### Schriftelijke opdracht
Geef alle onderstaande records weer als een Markdown-tabel met de kolommen "Nummer" en "Recordregel", met per regel één rij en zonder lege regels. Laat de afbeeldingen weg uit het antwoord.

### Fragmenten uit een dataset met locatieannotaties

* * * * * * * * *

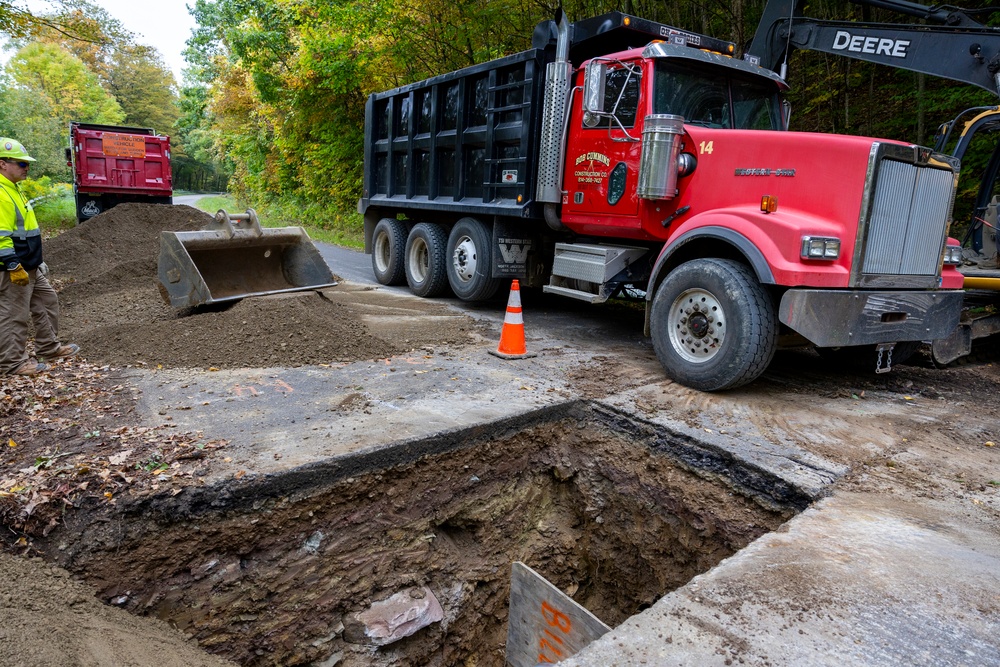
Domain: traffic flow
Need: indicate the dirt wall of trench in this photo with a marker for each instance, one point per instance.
(274, 577)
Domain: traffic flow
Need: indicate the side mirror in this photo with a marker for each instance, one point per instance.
(594, 76)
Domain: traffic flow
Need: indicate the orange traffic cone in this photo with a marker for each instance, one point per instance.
(512, 336)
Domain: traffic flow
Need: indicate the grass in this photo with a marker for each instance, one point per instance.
(56, 214)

* * * * * * * * *

### Schriftelijk antwoord
| Nummer | Recordregel |
|---|---|
| 1 | Domain: traffic flow |
| 2 | Need: indicate the dirt wall of trench in this photo with a marker for each instance, one point per instance. |
| 3 | (274, 577) |
| 4 | Domain: traffic flow |
| 5 | Need: indicate the side mirror in this photo with a marker for each instance, one point per instance. |
| 6 | (594, 76) |
| 7 | Domain: traffic flow |
| 8 | Need: indicate the orange traffic cone in this photo with a marker for each instance, one point per instance. |
| 9 | (512, 336) |
| 10 | Domain: traffic flow |
| 11 | Need: indicate the grass in this photo with a marker for each instance, one point per instance. |
| 12 | (56, 214) |